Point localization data
- Opening Delimiter -

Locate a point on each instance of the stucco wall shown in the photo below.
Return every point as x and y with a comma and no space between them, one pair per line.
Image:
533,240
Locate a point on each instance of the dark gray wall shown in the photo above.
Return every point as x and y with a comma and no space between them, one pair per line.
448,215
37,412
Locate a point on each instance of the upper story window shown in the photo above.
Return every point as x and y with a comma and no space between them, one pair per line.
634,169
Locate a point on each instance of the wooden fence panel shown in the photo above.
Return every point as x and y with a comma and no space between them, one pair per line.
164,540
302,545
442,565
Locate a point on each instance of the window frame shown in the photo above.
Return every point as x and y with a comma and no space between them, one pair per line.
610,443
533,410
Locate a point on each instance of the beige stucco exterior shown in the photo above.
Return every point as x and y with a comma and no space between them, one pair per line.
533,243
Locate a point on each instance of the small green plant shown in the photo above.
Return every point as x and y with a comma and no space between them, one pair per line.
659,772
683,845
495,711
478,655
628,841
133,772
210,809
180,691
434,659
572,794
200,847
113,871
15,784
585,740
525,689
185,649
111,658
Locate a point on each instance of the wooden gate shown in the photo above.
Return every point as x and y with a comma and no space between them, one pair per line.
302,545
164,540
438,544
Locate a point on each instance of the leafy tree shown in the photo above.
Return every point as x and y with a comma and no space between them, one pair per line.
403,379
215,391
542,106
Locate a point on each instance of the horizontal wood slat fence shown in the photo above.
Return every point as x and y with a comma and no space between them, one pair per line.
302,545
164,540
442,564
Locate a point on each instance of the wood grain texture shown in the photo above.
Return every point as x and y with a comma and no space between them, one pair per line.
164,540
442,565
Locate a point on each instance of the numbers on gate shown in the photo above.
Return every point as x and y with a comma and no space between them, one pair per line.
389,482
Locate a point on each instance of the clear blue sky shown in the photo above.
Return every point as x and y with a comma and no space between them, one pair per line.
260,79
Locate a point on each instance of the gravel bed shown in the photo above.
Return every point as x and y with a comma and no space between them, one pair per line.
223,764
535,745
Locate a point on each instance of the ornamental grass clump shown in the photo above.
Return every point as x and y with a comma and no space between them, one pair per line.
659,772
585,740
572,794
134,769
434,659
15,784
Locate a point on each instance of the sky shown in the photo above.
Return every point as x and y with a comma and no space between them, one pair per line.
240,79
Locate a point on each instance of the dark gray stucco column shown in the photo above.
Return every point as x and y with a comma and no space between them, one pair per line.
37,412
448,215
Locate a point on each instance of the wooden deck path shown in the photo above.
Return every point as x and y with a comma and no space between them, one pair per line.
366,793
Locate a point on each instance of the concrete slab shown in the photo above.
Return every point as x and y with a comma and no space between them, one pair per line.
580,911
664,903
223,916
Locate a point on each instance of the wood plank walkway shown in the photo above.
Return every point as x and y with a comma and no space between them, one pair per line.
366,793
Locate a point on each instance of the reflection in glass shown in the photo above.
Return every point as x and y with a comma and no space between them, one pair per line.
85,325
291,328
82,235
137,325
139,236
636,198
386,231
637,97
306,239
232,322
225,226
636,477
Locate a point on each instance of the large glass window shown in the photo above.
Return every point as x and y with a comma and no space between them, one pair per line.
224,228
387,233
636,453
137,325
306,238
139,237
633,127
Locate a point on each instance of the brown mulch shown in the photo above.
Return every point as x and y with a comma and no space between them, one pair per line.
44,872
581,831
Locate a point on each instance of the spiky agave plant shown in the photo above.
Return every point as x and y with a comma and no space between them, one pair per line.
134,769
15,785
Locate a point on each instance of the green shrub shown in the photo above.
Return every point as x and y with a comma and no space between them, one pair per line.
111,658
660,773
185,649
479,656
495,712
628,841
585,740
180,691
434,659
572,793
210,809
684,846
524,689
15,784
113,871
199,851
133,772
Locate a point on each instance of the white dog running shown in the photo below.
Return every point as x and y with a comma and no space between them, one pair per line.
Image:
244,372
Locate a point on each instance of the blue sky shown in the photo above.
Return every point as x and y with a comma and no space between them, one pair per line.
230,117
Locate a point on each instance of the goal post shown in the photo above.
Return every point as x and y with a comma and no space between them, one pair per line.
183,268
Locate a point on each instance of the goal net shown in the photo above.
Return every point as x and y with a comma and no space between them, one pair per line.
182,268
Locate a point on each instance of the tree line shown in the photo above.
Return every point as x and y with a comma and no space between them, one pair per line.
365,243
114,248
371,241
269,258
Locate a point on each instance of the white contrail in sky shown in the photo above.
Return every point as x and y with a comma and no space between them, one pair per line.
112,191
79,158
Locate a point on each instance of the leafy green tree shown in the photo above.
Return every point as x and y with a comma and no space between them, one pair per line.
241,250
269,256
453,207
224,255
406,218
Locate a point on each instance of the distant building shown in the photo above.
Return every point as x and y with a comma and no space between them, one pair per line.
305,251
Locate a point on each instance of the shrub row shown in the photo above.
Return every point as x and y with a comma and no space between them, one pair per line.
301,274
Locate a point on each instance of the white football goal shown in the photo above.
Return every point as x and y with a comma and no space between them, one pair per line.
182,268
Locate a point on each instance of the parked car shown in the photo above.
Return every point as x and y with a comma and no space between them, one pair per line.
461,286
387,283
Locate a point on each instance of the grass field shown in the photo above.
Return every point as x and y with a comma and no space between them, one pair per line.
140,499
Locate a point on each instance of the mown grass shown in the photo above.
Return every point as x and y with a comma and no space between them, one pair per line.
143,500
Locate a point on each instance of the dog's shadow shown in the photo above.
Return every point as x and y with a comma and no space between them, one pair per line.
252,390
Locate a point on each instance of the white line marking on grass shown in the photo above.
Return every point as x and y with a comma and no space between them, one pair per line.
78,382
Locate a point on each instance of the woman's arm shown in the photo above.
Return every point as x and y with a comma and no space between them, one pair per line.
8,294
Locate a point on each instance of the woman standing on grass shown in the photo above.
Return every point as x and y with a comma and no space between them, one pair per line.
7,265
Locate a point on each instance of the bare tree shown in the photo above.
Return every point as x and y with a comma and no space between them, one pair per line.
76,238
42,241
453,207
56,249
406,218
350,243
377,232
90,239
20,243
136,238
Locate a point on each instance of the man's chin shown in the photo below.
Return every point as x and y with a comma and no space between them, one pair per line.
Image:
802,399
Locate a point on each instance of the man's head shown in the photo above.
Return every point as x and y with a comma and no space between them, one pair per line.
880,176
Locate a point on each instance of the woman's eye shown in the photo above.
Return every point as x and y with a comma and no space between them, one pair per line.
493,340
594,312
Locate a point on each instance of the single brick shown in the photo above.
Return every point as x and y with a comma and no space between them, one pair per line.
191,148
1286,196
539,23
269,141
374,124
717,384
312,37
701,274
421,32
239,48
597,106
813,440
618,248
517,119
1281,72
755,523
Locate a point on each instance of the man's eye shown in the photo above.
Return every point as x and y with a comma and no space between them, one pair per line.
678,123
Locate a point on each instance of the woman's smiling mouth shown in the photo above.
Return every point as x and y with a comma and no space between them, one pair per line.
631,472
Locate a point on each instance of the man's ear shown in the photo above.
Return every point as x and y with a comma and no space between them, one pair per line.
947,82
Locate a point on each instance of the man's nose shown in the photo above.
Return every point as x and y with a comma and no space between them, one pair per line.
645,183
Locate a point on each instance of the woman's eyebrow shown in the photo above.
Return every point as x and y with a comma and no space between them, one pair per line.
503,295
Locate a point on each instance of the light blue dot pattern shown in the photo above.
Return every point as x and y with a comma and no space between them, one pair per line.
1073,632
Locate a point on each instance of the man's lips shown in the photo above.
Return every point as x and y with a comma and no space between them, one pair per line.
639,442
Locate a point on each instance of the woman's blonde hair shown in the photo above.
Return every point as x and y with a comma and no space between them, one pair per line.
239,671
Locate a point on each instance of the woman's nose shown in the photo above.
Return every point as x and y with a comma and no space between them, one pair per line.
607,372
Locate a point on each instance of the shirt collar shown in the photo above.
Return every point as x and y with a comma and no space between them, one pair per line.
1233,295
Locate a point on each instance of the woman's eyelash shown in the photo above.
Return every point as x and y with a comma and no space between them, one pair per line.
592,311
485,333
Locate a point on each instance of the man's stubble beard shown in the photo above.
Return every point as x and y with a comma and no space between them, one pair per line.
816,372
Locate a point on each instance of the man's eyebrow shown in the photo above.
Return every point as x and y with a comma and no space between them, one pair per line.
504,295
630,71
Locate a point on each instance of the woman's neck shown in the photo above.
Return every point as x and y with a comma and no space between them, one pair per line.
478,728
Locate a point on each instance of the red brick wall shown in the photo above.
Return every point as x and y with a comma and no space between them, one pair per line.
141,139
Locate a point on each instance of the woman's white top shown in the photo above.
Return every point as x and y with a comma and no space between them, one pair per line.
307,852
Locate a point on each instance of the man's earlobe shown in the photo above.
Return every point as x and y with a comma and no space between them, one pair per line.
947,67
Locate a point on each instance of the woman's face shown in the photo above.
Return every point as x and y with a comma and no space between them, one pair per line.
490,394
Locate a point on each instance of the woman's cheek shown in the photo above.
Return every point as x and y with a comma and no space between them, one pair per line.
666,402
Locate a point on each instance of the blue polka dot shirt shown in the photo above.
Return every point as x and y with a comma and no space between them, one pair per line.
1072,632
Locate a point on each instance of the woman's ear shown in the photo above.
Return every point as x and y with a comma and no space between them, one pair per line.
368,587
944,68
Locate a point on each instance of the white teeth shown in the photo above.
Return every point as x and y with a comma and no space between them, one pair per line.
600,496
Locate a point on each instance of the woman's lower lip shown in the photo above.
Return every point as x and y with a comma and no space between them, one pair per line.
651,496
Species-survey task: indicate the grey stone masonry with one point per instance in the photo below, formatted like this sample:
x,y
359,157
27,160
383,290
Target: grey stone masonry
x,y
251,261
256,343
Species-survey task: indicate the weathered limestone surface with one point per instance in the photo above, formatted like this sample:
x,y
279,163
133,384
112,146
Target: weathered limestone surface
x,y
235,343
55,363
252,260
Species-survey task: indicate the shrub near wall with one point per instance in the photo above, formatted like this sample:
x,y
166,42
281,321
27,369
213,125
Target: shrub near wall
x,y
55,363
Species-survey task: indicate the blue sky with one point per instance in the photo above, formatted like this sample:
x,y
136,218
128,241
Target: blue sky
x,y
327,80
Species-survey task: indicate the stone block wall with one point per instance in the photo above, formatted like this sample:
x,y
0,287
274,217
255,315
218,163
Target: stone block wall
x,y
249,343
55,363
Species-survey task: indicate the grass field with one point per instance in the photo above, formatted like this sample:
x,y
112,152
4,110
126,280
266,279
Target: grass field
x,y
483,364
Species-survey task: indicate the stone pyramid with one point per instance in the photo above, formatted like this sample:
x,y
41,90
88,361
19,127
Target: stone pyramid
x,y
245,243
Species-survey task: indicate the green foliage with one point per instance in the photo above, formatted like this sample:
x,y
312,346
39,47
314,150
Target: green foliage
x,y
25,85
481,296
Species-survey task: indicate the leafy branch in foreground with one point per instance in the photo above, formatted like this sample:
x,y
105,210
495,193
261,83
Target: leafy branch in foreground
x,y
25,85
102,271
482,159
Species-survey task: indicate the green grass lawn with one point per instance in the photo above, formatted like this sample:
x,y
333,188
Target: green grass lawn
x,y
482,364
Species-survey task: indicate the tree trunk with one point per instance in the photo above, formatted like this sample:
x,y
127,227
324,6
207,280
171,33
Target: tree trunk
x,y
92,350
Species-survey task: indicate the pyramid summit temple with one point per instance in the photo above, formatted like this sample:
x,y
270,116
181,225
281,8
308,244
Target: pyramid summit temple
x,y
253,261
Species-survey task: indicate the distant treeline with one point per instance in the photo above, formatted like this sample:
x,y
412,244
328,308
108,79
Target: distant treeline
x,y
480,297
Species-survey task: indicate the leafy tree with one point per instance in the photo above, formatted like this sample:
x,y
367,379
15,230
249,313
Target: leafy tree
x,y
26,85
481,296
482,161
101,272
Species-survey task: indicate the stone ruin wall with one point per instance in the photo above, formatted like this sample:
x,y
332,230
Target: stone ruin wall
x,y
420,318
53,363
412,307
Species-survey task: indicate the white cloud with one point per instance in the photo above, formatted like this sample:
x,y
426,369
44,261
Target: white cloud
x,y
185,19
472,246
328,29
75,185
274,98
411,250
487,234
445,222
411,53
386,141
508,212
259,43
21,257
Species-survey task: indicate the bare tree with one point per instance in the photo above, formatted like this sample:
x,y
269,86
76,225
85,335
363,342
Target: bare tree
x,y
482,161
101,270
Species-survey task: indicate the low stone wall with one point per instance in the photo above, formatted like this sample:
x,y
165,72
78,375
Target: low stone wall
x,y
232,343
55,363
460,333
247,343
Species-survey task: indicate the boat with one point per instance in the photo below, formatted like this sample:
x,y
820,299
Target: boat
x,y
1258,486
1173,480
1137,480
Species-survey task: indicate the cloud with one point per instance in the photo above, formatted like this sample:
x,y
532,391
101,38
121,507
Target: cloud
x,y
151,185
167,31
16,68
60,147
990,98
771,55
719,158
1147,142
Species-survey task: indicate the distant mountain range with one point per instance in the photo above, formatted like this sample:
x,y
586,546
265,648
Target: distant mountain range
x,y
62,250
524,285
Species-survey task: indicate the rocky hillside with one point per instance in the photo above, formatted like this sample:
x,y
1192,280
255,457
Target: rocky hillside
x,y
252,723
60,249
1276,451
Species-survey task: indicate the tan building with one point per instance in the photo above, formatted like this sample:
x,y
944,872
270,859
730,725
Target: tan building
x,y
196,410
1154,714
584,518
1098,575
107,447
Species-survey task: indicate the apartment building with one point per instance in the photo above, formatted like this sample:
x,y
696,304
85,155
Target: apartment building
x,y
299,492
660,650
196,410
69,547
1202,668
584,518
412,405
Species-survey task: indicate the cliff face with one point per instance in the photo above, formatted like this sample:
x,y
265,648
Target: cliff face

- Closing Delimiter -

WORK INSTRUCTIONS » From the entries, copy every line in which the string "gray" can be found.

ANSWER TO THIS PROBLEM »
Locate a point on each instance of the dark gray wall shown in the photo above.
Locate a point on each instance of the dark gray stucco column shown in the photo above.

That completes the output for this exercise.